In the passage comparing programming languages to buildings, what is Eiffel said to be for building?

─── Quoted passage ───

Pascal is for building pyramids -- imposing, breathtaking, static structures built by armies pushing heavy blocks into place. Lisp is for building organisms -- imposing, breathtaking, dynamic structures built by squads fitting fluctuating myriads of simpler organisms into place. [Alan Perlis, Foreword to SICP]
Eiffel (it has just occured to me) is for building towers (of course) -- imposing, breathtaking, static structures built by hundreds of employees riveting carefully crafted pieces of iron into place.
You can do a lot more with iron than you can with blocks (though if you want to build a breathtaking pyramid, you're probably as well sticking with blocks) but still at times you just can't do enough. It took me three years of writing code in Eiffel before I realised it just wasn't going to take me where I nedeed to go, which is depressing given that I already knew Smalltalk. In the end it was reading SICP that opened my eyes.

─── Supplied information ───

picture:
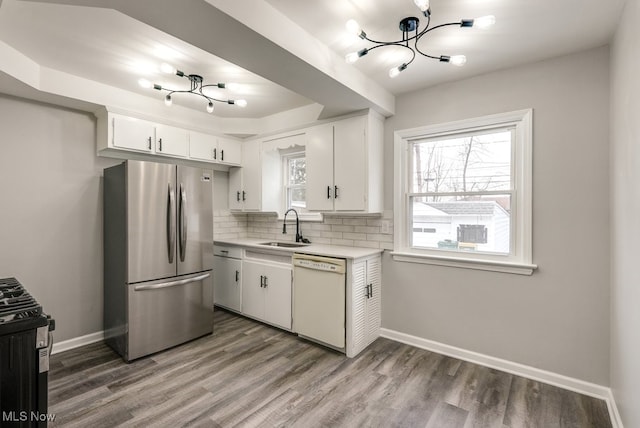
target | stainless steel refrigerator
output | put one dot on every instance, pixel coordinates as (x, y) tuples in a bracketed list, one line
[(158, 256)]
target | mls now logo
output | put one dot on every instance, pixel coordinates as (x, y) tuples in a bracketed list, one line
[(24, 416)]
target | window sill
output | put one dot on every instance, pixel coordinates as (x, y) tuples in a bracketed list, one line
[(465, 263)]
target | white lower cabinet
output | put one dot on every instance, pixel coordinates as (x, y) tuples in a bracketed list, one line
[(266, 292), (365, 317), (227, 282)]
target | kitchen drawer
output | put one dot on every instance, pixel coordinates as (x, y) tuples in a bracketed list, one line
[(226, 251)]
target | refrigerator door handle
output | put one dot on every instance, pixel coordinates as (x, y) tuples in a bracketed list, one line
[(183, 222), (168, 284), (171, 223)]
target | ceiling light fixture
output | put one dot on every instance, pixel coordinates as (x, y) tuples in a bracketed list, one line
[(197, 87), (411, 33)]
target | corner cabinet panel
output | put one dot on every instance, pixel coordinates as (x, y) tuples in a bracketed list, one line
[(319, 168), (350, 160), (252, 289), (245, 183), (345, 165), (266, 293), (366, 305), (278, 296), (227, 282), (374, 303), (132, 134), (230, 152), (357, 340)]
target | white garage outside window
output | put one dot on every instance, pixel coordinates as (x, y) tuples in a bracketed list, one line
[(463, 193)]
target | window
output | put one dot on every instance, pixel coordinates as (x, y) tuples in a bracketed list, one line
[(463, 193), (295, 181)]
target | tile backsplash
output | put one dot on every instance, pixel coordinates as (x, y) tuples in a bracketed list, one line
[(353, 231)]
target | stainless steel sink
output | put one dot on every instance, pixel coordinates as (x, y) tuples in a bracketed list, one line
[(284, 244)]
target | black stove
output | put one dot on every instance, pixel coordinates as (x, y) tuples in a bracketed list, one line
[(25, 347)]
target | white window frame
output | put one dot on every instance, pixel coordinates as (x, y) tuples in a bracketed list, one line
[(519, 261), (285, 157)]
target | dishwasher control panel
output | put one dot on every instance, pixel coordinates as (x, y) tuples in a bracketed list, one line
[(325, 264)]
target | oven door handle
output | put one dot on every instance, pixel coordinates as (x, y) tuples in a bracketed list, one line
[(168, 284)]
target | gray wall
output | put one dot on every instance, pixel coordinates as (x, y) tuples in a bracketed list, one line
[(558, 318), (51, 211), (625, 215)]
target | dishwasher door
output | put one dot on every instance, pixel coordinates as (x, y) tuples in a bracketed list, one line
[(319, 299)]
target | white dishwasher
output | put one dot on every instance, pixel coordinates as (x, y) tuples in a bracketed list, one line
[(319, 299)]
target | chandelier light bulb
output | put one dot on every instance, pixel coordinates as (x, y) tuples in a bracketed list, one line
[(167, 68), (458, 60), (352, 57), (484, 21), (423, 5), (353, 27), (145, 83), (397, 70)]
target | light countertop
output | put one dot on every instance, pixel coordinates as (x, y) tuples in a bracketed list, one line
[(340, 251)]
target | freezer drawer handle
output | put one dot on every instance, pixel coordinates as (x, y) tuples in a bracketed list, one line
[(183, 222), (171, 283), (171, 223)]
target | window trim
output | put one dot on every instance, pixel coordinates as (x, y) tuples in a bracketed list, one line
[(285, 157), (520, 261)]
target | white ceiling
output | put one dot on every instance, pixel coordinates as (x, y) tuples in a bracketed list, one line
[(116, 48), (525, 31)]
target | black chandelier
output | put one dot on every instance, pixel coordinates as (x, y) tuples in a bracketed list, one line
[(196, 88), (408, 26)]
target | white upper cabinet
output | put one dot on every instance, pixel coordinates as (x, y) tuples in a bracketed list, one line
[(229, 152), (120, 136), (344, 165), (131, 134), (245, 184), (214, 149), (172, 141)]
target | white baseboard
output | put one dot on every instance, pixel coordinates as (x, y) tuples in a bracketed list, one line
[(555, 379), (76, 342)]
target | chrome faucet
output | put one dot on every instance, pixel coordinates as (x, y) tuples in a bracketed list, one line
[(299, 237)]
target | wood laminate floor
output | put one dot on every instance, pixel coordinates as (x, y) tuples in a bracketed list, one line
[(251, 375)]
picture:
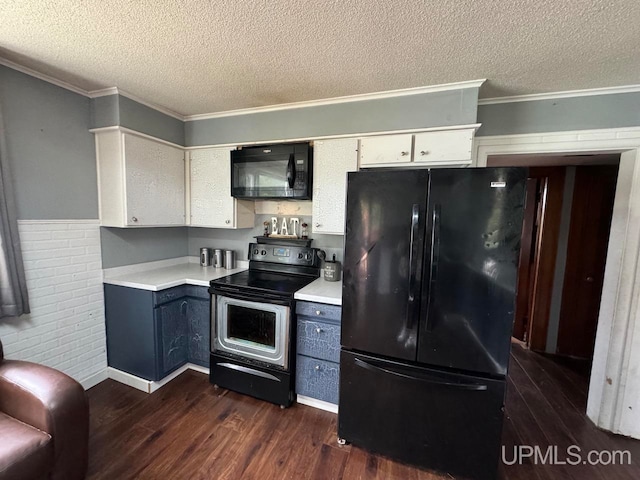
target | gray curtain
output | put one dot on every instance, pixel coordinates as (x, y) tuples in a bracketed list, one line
[(13, 286)]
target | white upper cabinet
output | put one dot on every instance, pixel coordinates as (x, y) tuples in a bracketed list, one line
[(141, 181), (453, 146), (433, 149), (211, 203), (332, 159), (385, 150)]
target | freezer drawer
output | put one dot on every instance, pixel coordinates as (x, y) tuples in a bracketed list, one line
[(436, 420)]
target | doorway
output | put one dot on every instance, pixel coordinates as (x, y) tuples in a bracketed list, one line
[(566, 228)]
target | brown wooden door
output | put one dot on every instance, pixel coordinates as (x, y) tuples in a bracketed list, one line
[(591, 211), (548, 226), (527, 261)]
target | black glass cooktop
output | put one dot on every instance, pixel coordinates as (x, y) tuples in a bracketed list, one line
[(260, 281)]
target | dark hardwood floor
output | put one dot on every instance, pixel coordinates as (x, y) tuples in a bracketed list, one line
[(187, 429)]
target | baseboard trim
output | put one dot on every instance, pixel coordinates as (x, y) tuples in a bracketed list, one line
[(149, 386), (315, 403), (94, 379)]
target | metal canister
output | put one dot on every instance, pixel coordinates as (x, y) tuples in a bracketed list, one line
[(218, 258), (205, 257), (229, 259)]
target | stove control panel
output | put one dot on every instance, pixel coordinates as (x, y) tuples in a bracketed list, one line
[(289, 255)]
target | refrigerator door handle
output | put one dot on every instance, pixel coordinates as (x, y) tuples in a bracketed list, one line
[(433, 259), (413, 256), (460, 386)]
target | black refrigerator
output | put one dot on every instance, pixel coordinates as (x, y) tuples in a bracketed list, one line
[(428, 299)]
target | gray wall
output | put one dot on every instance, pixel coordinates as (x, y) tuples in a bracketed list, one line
[(126, 246), (455, 107), (575, 113), (51, 151), (119, 110)]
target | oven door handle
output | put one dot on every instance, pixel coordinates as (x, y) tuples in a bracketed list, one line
[(250, 297)]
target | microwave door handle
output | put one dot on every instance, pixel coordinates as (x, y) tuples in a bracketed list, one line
[(291, 171)]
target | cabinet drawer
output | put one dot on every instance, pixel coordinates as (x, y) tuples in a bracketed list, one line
[(319, 311), (317, 379), (385, 149), (196, 291), (450, 146), (319, 339), (168, 295)]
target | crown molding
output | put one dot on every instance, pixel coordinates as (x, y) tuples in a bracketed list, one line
[(558, 95), (345, 99), (104, 92), (155, 106), (43, 76)]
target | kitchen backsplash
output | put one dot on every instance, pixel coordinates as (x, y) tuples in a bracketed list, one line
[(239, 240), (127, 246)]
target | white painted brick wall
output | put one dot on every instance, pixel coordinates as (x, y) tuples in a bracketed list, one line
[(66, 327)]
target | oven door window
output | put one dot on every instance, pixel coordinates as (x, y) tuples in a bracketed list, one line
[(252, 329), (251, 326)]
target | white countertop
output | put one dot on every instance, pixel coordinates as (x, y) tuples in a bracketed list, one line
[(170, 276), (163, 274), (321, 291)]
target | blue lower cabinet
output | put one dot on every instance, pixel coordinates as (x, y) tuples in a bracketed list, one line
[(199, 341), (151, 334), (132, 340), (172, 322), (317, 378), (318, 351)]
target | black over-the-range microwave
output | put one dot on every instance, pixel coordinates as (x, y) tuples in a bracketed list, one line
[(282, 171)]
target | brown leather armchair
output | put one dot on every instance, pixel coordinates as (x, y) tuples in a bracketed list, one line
[(44, 423)]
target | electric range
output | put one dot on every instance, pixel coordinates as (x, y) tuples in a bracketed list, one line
[(253, 327)]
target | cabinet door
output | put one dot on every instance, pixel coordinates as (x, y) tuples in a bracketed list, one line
[(210, 197), (332, 159), (385, 150), (155, 187), (444, 147), (172, 319), (131, 331), (199, 332)]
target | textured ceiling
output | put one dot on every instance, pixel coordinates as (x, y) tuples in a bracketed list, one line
[(199, 56)]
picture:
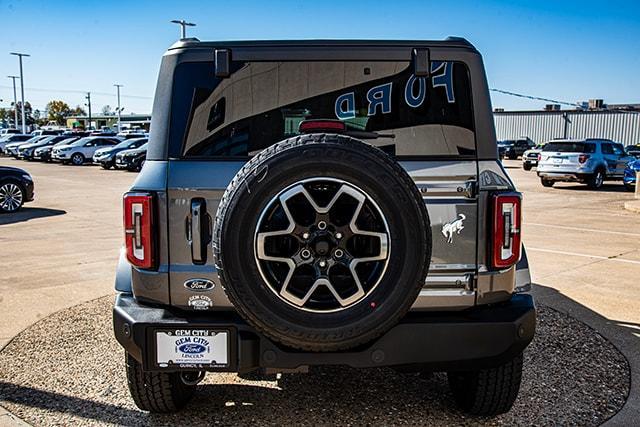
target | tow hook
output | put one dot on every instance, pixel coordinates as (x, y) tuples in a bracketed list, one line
[(192, 378)]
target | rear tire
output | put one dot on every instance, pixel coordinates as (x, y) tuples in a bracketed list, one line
[(487, 392), (596, 180), (77, 159), (546, 182), (12, 196), (160, 392)]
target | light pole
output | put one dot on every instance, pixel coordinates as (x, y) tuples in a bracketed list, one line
[(15, 102), (118, 86), (20, 55), (183, 24), (88, 104)]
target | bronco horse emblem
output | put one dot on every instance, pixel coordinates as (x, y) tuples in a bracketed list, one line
[(454, 226)]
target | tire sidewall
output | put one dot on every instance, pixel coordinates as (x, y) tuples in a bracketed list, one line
[(22, 190), (323, 160)]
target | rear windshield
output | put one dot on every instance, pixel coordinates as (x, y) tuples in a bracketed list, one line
[(262, 103), (570, 147)]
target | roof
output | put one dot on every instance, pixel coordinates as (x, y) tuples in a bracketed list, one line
[(451, 42)]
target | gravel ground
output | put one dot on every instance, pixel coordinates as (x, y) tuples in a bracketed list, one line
[(68, 369)]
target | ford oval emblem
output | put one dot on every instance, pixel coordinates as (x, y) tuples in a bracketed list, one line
[(199, 285), (192, 348)]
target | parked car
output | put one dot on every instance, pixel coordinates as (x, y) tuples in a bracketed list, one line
[(84, 148), (589, 161), (530, 157), (26, 151), (12, 138), (44, 153), (16, 188), (633, 150), (12, 149), (131, 160), (630, 175), (75, 133), (256, 241), (44, 132), (512, 149), (106, 157)]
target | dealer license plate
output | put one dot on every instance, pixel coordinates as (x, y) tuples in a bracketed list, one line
[(192, 348)]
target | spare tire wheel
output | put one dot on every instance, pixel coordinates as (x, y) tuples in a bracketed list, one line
[(322, 242)]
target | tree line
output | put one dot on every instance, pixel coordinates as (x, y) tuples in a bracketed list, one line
[(55, 111)]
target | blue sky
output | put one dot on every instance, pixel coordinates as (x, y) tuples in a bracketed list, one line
[(565, 50)]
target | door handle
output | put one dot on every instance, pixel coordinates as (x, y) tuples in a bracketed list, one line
[(198, 231)]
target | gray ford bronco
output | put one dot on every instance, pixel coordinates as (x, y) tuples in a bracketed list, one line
[(309, 203)]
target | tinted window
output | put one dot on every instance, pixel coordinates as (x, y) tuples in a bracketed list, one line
[(607, 148), (262, 103), (137, 143), (570, 147), (618, 149)]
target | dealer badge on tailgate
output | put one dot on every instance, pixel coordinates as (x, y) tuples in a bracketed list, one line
[(193, 348)]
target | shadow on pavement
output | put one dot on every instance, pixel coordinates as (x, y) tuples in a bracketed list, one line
[(26, 214), (606, 188), (625, 336), (341, 395)]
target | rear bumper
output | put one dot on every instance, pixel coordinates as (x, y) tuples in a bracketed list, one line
[(478, 337), (563, 175)]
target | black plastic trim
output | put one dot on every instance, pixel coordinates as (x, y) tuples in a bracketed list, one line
[(479, 337)]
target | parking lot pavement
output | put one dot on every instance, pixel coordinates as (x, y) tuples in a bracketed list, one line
[(62, 248), (583, 243)]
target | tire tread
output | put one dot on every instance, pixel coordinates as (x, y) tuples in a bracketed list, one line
[(295, 338)]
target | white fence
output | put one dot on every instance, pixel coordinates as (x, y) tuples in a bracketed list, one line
[(542, 126)]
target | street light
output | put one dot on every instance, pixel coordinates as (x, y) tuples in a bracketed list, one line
[(183, 24), (20, 55), (15, 102), (119, 109)]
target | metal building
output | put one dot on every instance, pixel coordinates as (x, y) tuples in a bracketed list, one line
[(541, 126)]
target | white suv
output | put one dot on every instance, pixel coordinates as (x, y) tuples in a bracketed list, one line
[(590, 161), (79, 151)]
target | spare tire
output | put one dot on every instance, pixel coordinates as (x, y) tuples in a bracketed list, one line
[(322, 242)]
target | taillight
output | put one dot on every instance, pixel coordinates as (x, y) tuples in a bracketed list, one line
[(507, 219), (321, 125), (138, 229)]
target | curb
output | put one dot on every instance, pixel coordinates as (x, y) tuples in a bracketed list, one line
[(7, 419), (633, 206)]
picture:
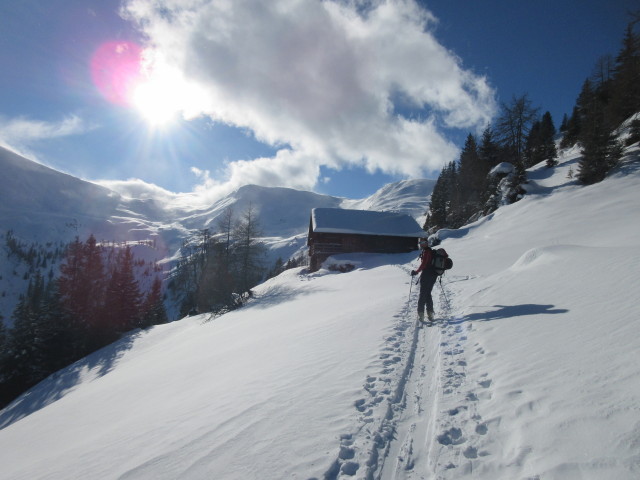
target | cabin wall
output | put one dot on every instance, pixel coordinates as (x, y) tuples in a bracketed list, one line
[(323, 245)]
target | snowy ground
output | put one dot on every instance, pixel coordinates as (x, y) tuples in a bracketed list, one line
[(531, 373)]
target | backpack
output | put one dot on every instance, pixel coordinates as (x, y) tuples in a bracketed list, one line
[(440, 261)]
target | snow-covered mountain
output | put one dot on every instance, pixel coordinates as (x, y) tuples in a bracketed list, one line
[(40, 204), (531, 372)]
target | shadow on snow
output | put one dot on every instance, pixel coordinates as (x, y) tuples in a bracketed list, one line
[(57, 385), (510, 311)]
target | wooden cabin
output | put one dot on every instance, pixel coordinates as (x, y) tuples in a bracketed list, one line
[(336, 230)]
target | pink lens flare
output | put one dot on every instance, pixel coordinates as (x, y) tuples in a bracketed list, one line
[(116, 70)]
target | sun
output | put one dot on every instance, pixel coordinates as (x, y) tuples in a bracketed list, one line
[(162, 94), (157, 101), (140, 78)]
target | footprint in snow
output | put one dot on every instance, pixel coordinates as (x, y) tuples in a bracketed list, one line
[(453, 436)]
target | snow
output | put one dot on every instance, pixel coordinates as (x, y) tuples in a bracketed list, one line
[(364, 222), (531, 373)]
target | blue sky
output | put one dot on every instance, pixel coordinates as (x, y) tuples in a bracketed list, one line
[(336, 97)]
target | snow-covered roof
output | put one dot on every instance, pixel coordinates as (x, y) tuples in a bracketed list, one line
[(364, 222)]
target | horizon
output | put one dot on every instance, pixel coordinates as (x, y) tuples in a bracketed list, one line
[(93, 94)]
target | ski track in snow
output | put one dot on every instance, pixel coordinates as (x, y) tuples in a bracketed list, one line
[(431, 426)]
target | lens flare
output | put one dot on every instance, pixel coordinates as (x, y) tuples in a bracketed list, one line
[(116, 70)]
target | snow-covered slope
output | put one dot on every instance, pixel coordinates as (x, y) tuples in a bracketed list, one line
[(531, 373), (43, 205)]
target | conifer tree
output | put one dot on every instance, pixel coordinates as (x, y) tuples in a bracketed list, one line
[(123, 297), (153, 309), (248, 251), (625, 90)]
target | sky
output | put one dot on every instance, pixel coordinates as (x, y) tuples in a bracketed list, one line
[(163, 97)]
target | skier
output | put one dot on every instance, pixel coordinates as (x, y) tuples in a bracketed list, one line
[(427, 280)]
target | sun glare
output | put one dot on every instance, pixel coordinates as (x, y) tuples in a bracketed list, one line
[(128, 75), (157, 101)]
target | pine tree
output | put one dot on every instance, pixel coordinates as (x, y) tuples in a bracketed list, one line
[(548, 136), (82, 285), (470, 179), (625, 89), (122, 312), (153, 309), (248, 251), (439, 207), (514, 124)]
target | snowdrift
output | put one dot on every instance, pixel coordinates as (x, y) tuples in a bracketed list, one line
[(531, 372)]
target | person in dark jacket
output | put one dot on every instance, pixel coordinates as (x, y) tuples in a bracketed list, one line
[(427, 280)]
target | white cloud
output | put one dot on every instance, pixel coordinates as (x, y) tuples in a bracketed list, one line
[(320, 77), (23, 130)]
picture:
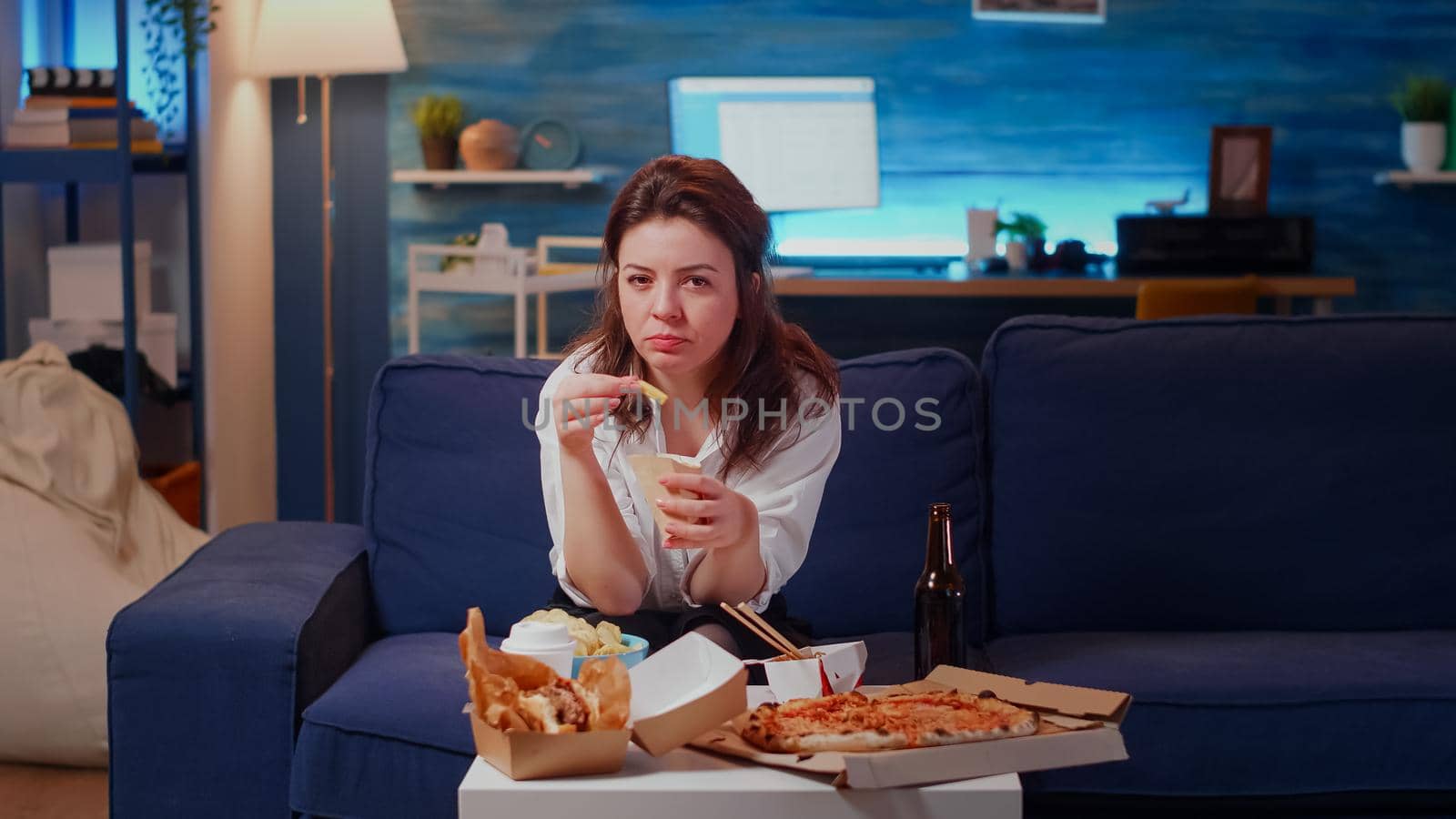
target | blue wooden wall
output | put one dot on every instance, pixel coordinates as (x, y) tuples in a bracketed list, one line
[(1075, 123)]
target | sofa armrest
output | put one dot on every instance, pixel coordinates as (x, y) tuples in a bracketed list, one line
[(210, 671)]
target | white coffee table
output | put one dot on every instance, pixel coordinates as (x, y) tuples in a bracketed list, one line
[(689, 783)]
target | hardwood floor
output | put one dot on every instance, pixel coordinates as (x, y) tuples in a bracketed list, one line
[(44, 792)]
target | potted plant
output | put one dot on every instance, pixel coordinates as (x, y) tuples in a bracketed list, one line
[(1021, 229), (1424, 106), (439, 120), (175, 33)]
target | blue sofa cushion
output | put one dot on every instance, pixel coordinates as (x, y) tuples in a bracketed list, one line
[(453, 493), (389, 739), (1222, 474), (868, 545), (1259, 713)]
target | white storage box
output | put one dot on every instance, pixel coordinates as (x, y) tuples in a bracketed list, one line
[(157, 337), (85, 280)]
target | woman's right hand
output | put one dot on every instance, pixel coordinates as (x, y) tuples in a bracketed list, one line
[(581, 404)]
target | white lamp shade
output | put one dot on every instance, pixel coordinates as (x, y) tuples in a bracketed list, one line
[(327, 36)]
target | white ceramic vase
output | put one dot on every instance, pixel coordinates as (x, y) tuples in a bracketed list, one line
[(1423, 146), (1016, 256)]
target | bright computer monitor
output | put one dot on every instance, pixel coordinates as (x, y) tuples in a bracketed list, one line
[(798, 143)]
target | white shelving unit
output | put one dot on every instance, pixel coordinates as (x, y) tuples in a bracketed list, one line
[(572, 178), (499, 271), (1407, 178)]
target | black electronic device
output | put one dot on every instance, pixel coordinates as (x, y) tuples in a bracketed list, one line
[(1215, 245)]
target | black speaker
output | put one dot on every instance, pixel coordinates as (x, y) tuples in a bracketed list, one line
[(1215, 245)]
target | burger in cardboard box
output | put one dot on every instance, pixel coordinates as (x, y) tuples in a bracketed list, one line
[(531, 723)]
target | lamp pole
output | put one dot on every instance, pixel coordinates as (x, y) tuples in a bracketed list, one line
[(327, 102)]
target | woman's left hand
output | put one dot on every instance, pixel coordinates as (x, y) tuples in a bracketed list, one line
[(718, 518)]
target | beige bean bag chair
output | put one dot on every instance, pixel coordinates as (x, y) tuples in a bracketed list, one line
[(80, 537)]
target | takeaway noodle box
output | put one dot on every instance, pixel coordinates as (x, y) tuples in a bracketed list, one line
[(1079, 726), (677, 694), (824, 669)]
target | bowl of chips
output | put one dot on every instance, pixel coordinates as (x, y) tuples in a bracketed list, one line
[(633, 649), (594, 642)]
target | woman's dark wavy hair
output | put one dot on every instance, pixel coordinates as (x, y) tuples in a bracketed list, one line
[(762, 360)]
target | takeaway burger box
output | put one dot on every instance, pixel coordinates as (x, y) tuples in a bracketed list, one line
[(1077, 726), (677, 694)]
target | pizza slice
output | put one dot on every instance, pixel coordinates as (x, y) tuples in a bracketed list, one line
[(854, 722)]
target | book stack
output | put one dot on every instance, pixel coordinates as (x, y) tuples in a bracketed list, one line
[(85, 288), (76, 108)]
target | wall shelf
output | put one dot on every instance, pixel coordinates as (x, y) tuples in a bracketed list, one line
[(1407, 178), (572, 178), (69, 165)]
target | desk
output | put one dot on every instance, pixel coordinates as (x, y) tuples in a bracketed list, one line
[(1280, 288)]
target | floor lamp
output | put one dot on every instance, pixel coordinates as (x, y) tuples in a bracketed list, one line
[(327, 38)]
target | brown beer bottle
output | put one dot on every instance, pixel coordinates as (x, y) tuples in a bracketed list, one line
[(939, 601)]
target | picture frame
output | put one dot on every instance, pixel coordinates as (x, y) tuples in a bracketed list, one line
[(1040, 11), (1239, 169)]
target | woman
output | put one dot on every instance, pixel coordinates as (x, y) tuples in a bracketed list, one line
[(688, 308)]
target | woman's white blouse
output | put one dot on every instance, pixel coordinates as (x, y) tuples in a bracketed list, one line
[(786, 493)]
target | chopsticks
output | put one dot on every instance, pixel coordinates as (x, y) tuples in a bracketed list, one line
[(761, 627)]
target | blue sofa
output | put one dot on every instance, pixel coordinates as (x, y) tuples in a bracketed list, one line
[(1247, 523)]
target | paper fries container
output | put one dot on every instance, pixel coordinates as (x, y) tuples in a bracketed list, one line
[(827, 669), (1079, 726), (677, 694), (650, 470)]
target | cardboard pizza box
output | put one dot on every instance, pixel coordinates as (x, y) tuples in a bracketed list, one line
[(1079, 726), (679, 693), (824, 669)]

───

_Output for this task_. Towers.